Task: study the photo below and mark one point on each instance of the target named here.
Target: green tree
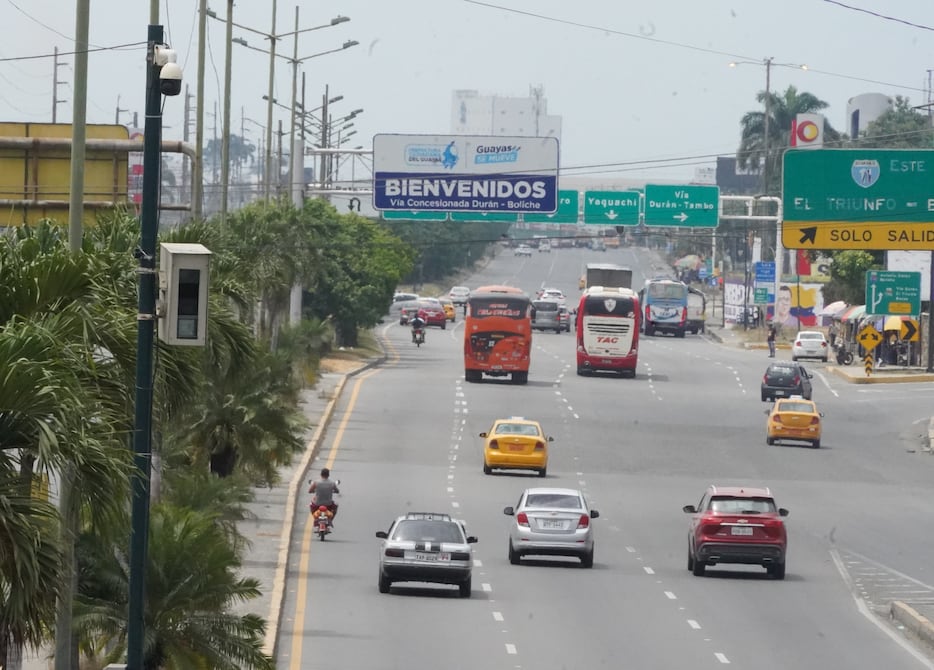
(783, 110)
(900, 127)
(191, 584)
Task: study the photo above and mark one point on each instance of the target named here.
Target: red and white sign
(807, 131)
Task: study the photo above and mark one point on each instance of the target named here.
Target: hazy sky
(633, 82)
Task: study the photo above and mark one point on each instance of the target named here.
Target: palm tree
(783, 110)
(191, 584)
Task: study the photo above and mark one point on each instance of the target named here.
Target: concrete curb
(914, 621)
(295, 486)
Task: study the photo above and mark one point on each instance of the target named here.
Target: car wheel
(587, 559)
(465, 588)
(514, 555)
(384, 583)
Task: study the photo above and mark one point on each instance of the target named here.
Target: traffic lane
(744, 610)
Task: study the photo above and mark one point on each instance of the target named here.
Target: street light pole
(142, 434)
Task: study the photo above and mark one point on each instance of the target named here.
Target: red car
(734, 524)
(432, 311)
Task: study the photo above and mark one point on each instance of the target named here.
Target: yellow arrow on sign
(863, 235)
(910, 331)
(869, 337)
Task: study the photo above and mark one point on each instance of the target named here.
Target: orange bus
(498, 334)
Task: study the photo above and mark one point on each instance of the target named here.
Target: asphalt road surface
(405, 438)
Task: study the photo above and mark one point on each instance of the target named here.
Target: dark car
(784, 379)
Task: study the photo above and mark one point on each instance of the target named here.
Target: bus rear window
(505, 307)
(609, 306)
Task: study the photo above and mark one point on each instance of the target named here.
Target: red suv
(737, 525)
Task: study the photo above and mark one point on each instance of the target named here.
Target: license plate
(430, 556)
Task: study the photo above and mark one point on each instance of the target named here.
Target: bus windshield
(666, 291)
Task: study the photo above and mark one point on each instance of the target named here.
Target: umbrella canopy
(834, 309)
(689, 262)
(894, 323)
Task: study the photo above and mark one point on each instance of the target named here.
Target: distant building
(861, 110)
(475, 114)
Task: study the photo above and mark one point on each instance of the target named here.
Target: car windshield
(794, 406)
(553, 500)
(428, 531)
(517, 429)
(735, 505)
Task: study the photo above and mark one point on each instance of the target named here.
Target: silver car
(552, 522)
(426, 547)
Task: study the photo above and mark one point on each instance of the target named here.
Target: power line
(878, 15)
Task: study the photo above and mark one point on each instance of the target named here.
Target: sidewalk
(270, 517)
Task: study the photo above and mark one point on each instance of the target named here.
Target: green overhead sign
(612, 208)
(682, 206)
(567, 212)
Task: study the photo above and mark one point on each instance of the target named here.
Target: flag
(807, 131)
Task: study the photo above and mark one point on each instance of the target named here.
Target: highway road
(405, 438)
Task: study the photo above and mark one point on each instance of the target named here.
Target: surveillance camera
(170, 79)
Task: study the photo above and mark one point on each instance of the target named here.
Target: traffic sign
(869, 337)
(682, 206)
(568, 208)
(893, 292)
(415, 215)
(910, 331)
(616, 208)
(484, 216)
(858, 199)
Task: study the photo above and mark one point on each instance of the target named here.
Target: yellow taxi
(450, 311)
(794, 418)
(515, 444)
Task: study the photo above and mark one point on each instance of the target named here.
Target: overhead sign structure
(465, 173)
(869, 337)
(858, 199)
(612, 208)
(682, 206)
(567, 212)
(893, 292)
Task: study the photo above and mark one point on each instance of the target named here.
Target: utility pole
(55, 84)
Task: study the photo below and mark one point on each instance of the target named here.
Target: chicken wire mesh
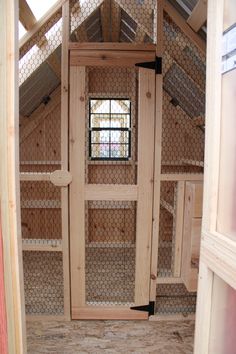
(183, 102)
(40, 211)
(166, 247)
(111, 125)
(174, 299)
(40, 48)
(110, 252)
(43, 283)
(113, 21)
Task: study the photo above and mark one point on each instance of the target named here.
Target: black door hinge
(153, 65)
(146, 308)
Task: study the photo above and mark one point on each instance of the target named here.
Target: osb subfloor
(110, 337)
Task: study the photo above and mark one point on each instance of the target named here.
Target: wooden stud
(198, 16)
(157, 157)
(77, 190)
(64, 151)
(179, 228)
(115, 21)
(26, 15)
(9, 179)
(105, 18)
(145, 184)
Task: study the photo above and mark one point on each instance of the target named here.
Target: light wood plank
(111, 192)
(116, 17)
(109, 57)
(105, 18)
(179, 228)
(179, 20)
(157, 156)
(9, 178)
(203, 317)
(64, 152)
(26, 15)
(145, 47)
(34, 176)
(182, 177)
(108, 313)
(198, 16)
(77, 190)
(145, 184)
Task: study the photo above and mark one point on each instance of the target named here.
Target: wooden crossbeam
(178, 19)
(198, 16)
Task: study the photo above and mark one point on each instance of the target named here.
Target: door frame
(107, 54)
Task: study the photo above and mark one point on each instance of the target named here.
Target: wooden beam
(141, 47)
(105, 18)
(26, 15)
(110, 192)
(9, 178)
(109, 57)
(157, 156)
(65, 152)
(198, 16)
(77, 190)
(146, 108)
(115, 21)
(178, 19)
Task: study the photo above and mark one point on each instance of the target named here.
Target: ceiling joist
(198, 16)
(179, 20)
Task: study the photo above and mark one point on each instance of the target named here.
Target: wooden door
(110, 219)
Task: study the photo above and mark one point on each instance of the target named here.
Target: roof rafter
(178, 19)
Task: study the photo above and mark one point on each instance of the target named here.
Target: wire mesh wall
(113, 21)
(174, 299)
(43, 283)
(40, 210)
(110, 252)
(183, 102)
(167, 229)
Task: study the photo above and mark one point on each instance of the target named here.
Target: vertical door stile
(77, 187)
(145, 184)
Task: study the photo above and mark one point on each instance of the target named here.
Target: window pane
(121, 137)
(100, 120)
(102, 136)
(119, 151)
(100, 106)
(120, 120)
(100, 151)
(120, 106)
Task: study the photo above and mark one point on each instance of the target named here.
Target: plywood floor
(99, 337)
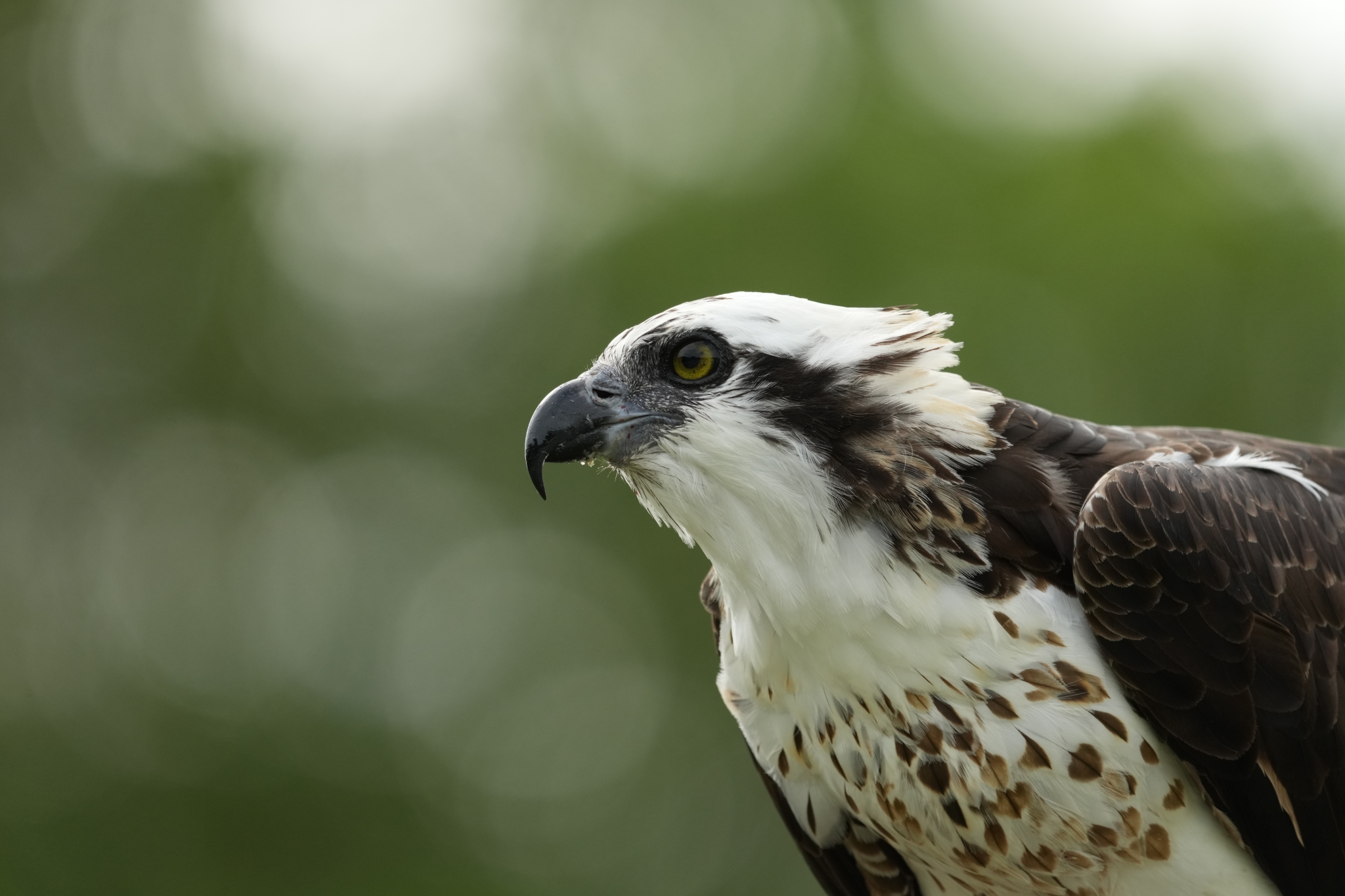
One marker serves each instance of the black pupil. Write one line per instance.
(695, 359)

Exercise details: Print every entry verbatim and leave all pictures out.

Response:
Task: study the photo below and mark one point on each instance of the target named here.
Target: green tree
(783, 110)
(900, 127)
(191, 584)
Task: study the photo above and mark one point on each instance of the target named here.
Target: red and white sign
(807, 131)
Task: study the photo above and mark one point on each instance of the target named here.
Target: hazy sky
(633, 82)
Task: study the photo above and mark one point on each instance of the target named here.
Target: palm tree
(783, 110)
(191, 584)
Task: study the photo above and mark one point on each instance of the target named here.
Target: concrete curb
(914, 621)
(295, 486)
Task: study the photo above and mark one point on each instance of the target named here.
Target: car wheel
(587, 559)
(465, 588)
(514, 555)
(384, 583)
Task: study the photo above and mark one point on each instance of the target named here.
Target: traffic lane
(744, 610)
Task: study the photo above and mark one point on each instance of the target named here.
Target: street light pole
(142, 434)
Task: study the photo above and mark one point on each instance of the target named here.
Target: red car
(734, 524)
(432, 311)
Task: study the photo above and mark one point on each instance of the target named here.
Target: yellow arrow on sign
(863, 235)
(910, 331)
(869, 337)
Task: study the photo above and mark one point on each instance of the target named here.
Target: orange bus
(498, 334)
Task: study the photo above and mark one point on each instance of the target named here.
Target: asphalt road surface
(405, 438)
Task: study the photo above and mark one point on each instance of the target named here.
Target: dark car
(784, 379)
Task: study the photo above and mark one point on each instance of the target named here.
Target: bus rear window
(505, 307)
(609, 306)
Task: study the photo above and mark one point on each instance of the target named here.
Target: red suv
(737, 525)
Task: study the photo above and mark one point on each instance of the target named here.
Target: license plate
(430, 556)
Task: study the photo above and mark one point on each instance of the target named here.
Target: bus windshield
(666, 291)
Task: study the photo above and mark one point on each instance of the target named here.
Target: umbrella canopy
(834, 309)
(689, 262)
(894, 323)
Task: study the photo above and mark one point on each instance of the target named here.
Target: distant building
(861, 110)
(475, 114)
Task: study the photo above and mark one point on each instance of the target named here.
Target: car windshield
(794, 406)
(553, 500)
(428, 531)
(517, 429)
(735, 505)
Task: study the photo above and mark one point on each instance of the target named here.
Target: silver car
(552, 522)
(426, 547)
Task: study the photo above and mark one point on each instance of the target named here.
Target: power line
(878, 15)
Task: study the photo above and mark one point on each instance of the target named here.
Target: sidewalk
(270, 517)
Task: study the photo above and mark one point on each instance of the target named here.
Target: green overhead sign
(612, 208)
(682, 206)
(567, 212)
Task: study the photo above and mark one point on each instance of the target named here.
Target: flag
(807, 131)
Task: study the photo above and mark one point on each instance of the target named here.
Target: highway road
(405, 438)
Task: study the photo above and mark one point on each instance of the target named here.
Target: surveillance camera
(170, 79)
Task: study the photo above and mark one point on each instance of the target named here.
Target: traffic sign
(869, 337)
(682, 206)
(568, 208)
(893, 292)
(415, 215)
(910, 331)
(616, 208)
(484, 216)
(858, 199)
Task: study the photo above and mark one point on each instance of the target named here.
Target: yellow taxi
(450, 311)
(794, 418)
(515, 444)
Task: study the photo above and mark one point on each instance of the target named here.
Target: overhead sign structure
(465, 173)
(869, 337)
(858, 199)
(612, 208)
(682, 206)
(567, 212)
(893, 292)
Task: study the photo above and mark one point on each instance of the target named here.
Target: utility pole
(55, 84)
Task: study the photo below and mark one point on each instance of the target named here.
Target: chicken wire mesh
(183, 102)
(40, 211)
(166, 247)
(111, 125)
(174, 299)
(40, 48)
(110, 252)
(43, 283)
(113, 21)
Task: study the photo above and mark one point on each instance of the target named here.
Target: black door hinge
(153, 65)
(146, 308)
Task: study the photo above and mark one point on each instance of the target named here.
Target: osb subfloor
(110, 337)
Task: study the photo above and mark one point on each instance of the target named here.
Target: wooden stud
(198, 16)
(157, 157)
(77, 190)
(64, 151)
(179, 228)
(115, 21)
(26, 15)
(9, 179)
(105, 18)
(145, 184)
Task: study the photo above and mark one point on each instance of the target named here.
Target: light wood plank
(111, 192)
(116, 17)
(109, 57)
(105, 18)
(179, 228)
(179, 20)
(157, 156)
(9, 178)
(203, 317)
(64, 152)
(26, 15)
(145, 47)
(34, 176)
(182, 177)
(108, 313)
(198, 16)
(77, 190)
(145, 184)
Task: study the photo above and mark one point on each instance of the target named here.
Target: wooden crossbeam
(178, 19)
(198, 16)
Task: study the photo above and mark one point on each instance of the target named here.
Target: door frame
(107, 54)
Task: study the photo above and mark one point on each instance of the target named here.
Target: wooden beam
(141, 47)
(105, 18)
(26, 15)
(110, 192)
(9, 178)
(109, 57)
(157, 156)
(65, 152)
(198, 16)
(77, 190)
(146, 108)
(115, 21)
(178, 19)
Task: study the photo above and mark one point on each instance of the target named here.
Target: ceiling joist
(198, 16)
(179, 20)
Task: study the photo above and mark one point on each instance of the target named here.
Target: wooden door
(110, 219)
Task: study the photo above and mark one point on each instance of the target named here.
Target: roof rafter
(178, 19)
Task: study the photo above and mark one point on each instance of the target named here.
Target: wire mesh wall
(113, 21)
(174, 299)
(43, 283)
(40, 210)
(110, 252)
(183, 102)
(167, 229)
Task: study the photo above and mark one point on each instance of the target named here.
Target: vertical door stile
(77, 187)
(145, 184)
Task: study the photo above and mark one point on each instance of the target named here.
Target: window pane
(121, 137)
(100, 120)
(102, 136)
(119, 151)
(100, 106)
(120, 120)
(100, 151)
(120, 106)
Task: study the photo above and mark one point on each instance of the target named here.
Target: plywood floor
(99, 337)
One marker serves each instance of the black pupil. Write one line per instance.
(695, 359)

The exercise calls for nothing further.